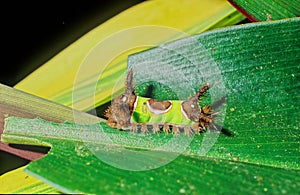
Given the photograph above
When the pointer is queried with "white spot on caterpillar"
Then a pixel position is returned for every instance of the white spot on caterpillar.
(157, 111)
(183, 112)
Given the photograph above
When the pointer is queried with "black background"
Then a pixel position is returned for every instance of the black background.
(32, 32)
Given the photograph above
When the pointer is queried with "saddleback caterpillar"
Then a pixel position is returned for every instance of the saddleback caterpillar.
(135, 113)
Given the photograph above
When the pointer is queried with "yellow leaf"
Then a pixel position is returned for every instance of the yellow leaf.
(19, 182)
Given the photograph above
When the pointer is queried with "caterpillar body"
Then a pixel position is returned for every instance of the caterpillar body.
(135, 113)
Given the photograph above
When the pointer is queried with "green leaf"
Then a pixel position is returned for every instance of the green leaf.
(263, 10)
(256, 66)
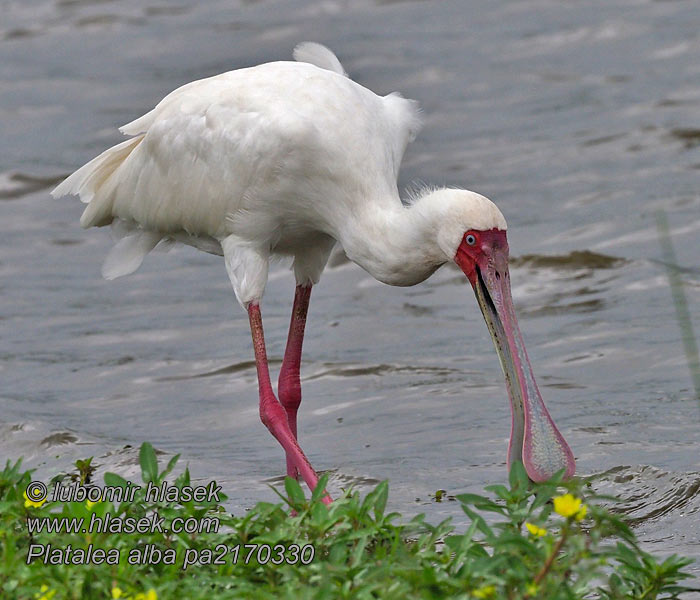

----------------------------------------

**Brief**
Pull out each line above that contains the word "When".

**Exercise answer**
When the pointer is queried with "white spot on caterpillar"
When the pointer is queried with "black background"
When the pointer is queried with "saddleback caterpillar"
When the pointer is queried with "yellow leaf"
When the pointer is queried with "caterpillar body"
When the pointer is queried with "green leaf"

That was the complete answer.